• PROVIDED TEXT:
►

Elitmus Quantitative Ability 2

Question 1

If both 11² and 3³ are factors of the number a * 4³ * 6² * 13¹¹, then what is the smallest possible value of a? 

		A.	256
		B.	589
		C.	2
		D.	363

Explanation :

11² is a factor of the given number. 
In the given expression, a * 4³ * 6² * 13¹¹ none of the other factors, viz., 4, 6 or 13 is either a power or multiple of 11. 

Hence, "a" should include 11²
The question states that 3³ is a factor of the given number. 6² is a part of the number. 

62 can be expressed as 3² * 2². 

Therefore, if 3³ has to be a factor of the given number a * 4³ * 6² * 13¹¹, then we will need another 3

as part of the number.

Therefore, "a" should be at least 11² * 3 = 363 if the given number has to have 11² and 3³ as its factors.

Hence (D) is the correct answer.

Question 2

Joe's age, Joe's sister's age and Joe’s fathers age sums up to a century. When son is as old as his father, Joe's sister will be twice as old as now. When Joe is as old as his father then his father is twice as old as when his sister was as old as her father.Find the age of Father?

		A.	45
		B.	48
		C.	50
		D.	55

Explanation :

Joe+sister+father=100

After x years lets joe age is equal to his father

Joe + x = father

Therefore, Sister + x = 2 * Sister

=>                Sister = x

Joe + Sister = Father

Therefore,

=>                  2 * Father  = 100

=>                      Father = 50

Question 3

A change-making machine contains one-rupee, two-rupee and five-rupee coins. The total number of coins is 300. The amount is Rs. 960. If the numbers of one-rupee coins and two-rupee coins are interchanged, the value comes down by Rs. 40. The total number of five-rupee coins is

		A.	100
		B.	140
		C.	60
		D.	150

Explanation :

Let the number of 5 rupee , 2 rupee and 1 rupee coins be x, y and z respectively.

x + y + z = 300.

5x + 2y + z = 960           .......(i)

5x - y + 2z = 920             ......(ii)

On subtracting (ii) from (i) we get, 

y - z = 40.

And, x + 2y = 340.

Using the options, 

if x= 140, y= 100 and z= 60, this satisfies all the given conditions.

Question 4

Shyam visited Ram during his brief vacation. In the mornings they both would go for yoga. In the evenings they would play tennis. To have more fun, they indulge only in one activity per day, i.e. either they went for yoga or played tennis each day. There were days when they were lazy and stayed home all day long. There were 24 mornings when they did nothing, 14 evenings when they stayed at home, and a total of 22 days when they did yoga or played tennis. For how many days Shyam stayed with Ram?

◄

Answer these from the aptitude page:
(a) In Question 1, what is the smallest possible value of "a" given in the explanation?
(b) In Question 2, what total do the ages of Joe, his sister and his father sum up to?
(c) In Question 3, how many coins does the change-making machine contain in total?
The listing after the aptitude page is separate material with no connection to it.

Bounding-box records
►

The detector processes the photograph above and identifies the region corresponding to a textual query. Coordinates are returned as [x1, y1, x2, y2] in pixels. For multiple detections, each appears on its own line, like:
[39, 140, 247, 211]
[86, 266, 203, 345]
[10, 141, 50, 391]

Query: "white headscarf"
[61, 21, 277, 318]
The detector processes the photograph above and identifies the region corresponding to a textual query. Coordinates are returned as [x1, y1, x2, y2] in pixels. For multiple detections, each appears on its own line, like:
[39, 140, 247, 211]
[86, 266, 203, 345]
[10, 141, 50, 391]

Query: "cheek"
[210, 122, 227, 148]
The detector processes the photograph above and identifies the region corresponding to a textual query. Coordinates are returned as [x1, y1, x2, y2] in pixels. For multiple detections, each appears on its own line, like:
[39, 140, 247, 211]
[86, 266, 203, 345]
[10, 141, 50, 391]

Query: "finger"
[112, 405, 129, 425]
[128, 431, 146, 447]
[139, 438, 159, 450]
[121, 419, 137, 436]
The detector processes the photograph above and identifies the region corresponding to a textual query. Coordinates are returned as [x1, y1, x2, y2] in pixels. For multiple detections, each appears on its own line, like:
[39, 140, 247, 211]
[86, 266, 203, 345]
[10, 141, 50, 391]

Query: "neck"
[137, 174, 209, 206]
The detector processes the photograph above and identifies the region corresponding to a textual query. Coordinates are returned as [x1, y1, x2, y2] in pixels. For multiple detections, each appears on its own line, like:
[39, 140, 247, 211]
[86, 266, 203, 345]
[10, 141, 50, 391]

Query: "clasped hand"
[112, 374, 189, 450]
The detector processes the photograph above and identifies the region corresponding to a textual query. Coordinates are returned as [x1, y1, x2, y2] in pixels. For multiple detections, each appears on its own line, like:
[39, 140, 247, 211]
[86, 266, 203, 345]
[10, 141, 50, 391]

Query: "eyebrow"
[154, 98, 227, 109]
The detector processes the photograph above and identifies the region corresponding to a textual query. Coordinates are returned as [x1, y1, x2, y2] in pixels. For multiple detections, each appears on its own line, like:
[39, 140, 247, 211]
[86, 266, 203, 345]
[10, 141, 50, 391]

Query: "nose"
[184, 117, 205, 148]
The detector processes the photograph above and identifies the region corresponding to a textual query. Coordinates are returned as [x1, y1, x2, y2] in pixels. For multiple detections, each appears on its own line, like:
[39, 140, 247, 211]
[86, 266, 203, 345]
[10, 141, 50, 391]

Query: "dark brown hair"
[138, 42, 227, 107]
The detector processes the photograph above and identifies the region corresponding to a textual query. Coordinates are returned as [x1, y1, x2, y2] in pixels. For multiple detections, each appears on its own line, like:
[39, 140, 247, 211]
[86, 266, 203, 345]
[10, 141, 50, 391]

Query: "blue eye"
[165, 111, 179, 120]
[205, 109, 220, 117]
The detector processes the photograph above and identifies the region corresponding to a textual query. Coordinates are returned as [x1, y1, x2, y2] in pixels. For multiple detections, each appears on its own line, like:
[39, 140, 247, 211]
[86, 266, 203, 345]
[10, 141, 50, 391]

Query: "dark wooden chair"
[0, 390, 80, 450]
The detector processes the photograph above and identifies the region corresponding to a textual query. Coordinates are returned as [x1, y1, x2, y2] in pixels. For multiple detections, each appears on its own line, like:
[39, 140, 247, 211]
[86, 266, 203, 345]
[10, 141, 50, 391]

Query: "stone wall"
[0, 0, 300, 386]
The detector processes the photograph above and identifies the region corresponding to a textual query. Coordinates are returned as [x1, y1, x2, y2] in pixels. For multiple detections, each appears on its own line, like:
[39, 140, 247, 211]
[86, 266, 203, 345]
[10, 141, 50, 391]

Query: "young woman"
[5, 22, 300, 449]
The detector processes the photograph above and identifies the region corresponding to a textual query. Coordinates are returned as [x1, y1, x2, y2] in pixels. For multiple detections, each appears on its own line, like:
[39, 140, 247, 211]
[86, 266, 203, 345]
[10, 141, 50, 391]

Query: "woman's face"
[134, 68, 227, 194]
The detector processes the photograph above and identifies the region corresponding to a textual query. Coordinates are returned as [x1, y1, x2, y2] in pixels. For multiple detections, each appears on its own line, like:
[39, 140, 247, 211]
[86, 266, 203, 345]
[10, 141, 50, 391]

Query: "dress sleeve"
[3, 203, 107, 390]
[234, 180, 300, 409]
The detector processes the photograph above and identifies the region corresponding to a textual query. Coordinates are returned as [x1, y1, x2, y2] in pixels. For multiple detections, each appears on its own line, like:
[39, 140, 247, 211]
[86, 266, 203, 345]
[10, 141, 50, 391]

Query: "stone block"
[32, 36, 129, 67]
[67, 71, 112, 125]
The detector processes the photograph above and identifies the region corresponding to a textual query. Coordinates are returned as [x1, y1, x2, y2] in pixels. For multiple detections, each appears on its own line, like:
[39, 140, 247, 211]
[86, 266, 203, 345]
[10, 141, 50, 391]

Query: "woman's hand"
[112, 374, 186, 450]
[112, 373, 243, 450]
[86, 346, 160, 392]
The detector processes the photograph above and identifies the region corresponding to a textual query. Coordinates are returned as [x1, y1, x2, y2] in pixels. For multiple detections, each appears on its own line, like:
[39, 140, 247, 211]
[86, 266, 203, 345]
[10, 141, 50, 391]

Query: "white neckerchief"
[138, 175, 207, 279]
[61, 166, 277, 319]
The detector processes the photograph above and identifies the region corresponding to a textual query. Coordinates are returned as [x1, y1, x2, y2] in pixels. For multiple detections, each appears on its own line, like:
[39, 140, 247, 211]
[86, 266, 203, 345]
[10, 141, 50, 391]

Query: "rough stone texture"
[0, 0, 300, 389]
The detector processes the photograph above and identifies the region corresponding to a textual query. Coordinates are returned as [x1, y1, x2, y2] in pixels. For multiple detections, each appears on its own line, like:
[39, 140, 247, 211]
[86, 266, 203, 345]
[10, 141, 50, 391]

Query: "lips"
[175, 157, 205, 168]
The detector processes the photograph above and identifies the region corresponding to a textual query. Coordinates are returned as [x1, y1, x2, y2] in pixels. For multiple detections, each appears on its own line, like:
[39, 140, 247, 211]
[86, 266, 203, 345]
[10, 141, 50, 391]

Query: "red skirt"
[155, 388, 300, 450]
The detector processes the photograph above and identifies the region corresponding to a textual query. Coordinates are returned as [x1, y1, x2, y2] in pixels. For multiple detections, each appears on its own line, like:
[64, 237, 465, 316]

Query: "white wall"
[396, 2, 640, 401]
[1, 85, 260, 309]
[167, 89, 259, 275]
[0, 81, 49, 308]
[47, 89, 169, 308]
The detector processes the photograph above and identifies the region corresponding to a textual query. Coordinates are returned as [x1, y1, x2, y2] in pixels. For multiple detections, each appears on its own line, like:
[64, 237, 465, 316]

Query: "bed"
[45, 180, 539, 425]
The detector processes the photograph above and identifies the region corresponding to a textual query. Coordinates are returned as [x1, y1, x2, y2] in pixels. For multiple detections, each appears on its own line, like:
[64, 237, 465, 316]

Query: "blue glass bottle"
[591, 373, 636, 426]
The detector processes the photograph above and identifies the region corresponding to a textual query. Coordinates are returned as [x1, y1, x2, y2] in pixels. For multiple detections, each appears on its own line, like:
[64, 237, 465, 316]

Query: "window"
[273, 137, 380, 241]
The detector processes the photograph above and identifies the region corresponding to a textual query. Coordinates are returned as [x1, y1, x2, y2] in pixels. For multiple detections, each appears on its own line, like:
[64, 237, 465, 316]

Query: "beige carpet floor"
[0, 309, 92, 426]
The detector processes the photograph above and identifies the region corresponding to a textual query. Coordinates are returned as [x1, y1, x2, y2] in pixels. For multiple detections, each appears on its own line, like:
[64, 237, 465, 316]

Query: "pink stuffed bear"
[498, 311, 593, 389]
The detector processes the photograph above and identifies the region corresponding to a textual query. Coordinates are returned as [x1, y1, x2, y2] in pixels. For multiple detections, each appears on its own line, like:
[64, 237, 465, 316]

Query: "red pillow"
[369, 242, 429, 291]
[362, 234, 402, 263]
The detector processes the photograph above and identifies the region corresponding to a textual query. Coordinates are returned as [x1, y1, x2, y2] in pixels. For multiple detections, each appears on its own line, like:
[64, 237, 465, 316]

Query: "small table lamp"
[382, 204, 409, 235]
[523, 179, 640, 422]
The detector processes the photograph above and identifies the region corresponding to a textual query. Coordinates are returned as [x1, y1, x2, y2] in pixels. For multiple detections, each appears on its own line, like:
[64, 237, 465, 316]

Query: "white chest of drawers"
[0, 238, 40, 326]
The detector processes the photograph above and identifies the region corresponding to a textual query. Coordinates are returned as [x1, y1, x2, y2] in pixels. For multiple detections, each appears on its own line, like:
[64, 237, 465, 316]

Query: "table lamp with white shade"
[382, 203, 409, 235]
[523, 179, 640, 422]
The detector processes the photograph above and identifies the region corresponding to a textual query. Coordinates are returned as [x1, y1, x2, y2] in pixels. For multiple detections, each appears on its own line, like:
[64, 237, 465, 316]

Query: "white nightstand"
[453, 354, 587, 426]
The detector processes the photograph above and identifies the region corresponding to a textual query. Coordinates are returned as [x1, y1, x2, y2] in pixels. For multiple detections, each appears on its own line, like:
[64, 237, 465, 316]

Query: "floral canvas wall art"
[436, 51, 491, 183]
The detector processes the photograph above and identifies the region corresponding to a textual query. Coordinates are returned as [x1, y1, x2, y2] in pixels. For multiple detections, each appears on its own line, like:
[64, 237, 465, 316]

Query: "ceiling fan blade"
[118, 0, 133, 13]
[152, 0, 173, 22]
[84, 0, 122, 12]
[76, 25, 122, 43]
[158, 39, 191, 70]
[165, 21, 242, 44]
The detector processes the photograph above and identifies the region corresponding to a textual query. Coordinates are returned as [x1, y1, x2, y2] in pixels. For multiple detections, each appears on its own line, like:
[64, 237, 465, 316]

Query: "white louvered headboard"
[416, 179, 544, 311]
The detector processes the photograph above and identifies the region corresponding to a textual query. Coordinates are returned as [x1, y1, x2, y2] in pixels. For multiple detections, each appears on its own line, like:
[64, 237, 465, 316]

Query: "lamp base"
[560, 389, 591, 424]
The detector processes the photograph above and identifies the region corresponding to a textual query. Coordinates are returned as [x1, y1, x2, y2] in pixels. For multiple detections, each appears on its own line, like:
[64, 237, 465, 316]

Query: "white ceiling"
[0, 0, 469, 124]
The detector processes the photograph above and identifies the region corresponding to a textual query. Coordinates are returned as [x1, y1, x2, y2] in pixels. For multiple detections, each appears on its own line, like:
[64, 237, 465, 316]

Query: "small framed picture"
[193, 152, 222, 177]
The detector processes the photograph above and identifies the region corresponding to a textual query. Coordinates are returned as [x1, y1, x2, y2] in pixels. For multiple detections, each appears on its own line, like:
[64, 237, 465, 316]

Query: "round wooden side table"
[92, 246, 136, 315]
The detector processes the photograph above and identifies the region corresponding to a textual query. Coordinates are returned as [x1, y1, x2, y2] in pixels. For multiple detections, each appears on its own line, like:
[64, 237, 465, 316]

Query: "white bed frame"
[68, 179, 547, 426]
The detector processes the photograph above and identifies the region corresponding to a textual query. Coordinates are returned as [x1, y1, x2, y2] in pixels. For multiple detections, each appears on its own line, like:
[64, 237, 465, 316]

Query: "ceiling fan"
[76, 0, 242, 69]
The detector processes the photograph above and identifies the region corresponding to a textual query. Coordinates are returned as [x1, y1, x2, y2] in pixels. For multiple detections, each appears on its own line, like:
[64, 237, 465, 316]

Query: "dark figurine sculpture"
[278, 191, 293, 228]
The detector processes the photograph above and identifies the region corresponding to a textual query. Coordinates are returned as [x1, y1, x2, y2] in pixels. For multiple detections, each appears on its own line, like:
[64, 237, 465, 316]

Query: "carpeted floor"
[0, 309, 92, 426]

◄

• TASK RESPONSE:
(a) 363
(b) A century (100)
(c) 300